# Need a hand identifying the year of this Rudge Whitworth



## Jeff Eden (Mar 17, 2015)

Hello everyone,

I am new to the CABE group.

I bought this Rudge Whitworth Ladies Bicycle.
Im having problems identifying the year it was made. 
I have two serial #.
The # on the bottom bracket is 418745Z
The # on the seat tube near the collar is 68493R
The Sturmey Archer Hub Has the AW with a faint 7 on it.

Any help would be great.


----------



## walter branche (Mar 18, 2015)

,it could be a 57 , I think in the 50s they went to 1 number , someone here should put a correct date on it , I did not want to come off as rude ,,  on the other board ,,  I was only trying to direct your search in a better place ,, ,I was trying to find when the hand sprocket was being used .. your bike with chrome features , also puts the date as later ,  good luck in your search ,,  ..  I think the early machines had a dyno front hub 
 walter branche


----------



## Jeff Eden (Mar 18, 2015)

### Supplied material

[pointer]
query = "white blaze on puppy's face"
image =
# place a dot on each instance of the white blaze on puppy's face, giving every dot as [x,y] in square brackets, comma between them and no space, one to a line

### Task set
1. Transcribe the part of the forum thread about the Rudge Whitworth bicycle that opens with the words containing "I bought this" and closes with "would be great.".
2. According to the forum thread about the Rudge Whitworth bicycle, what serial number is on the bottom bracket?
3. Write the next part of the forum thread about the Rudge Whitworth bicycle, picking up from where it stops.

### In response
1.
I bought this Rudge Whitworth Ladies Bicycle.
Im having problems identifying the year it was made. 
I have two serial #.
The # on the bottom bracket is 418745Z
The # on the seat tube near the collar is 68493R
The Sturmey Archer Hub Has the AW with a faint 7 on it.

Any help would be great.

2. 418745Z

3.
Thanks for your help everyone. I received some info from another group. Below

AW7 is 1937. Thanks to the wonderful age of the internet, all you have to do these days is write 'AW7 hub' into google and it tells you immediately. Or you can check via the page link below where there is an excellent S-A dating chart (thanks to Tony Hadland's fab S-A book)

On the same page, you can see Rudge serial numbers, but they have only been compiled up to 1920. The rear hub is the best guide to the age of this Rudge Ladies, which looks 1937 to me.

http://www.oldbike.eu/museum/frame-number-bicycle-dating-guide/

Yours is a Cruiser Model 55, and here's a catalogue illustration. If you email me direct, I'll send you the complete catalogue Jeff.



A member from the United Kingdom.

Again Thanks everyone for your time and help.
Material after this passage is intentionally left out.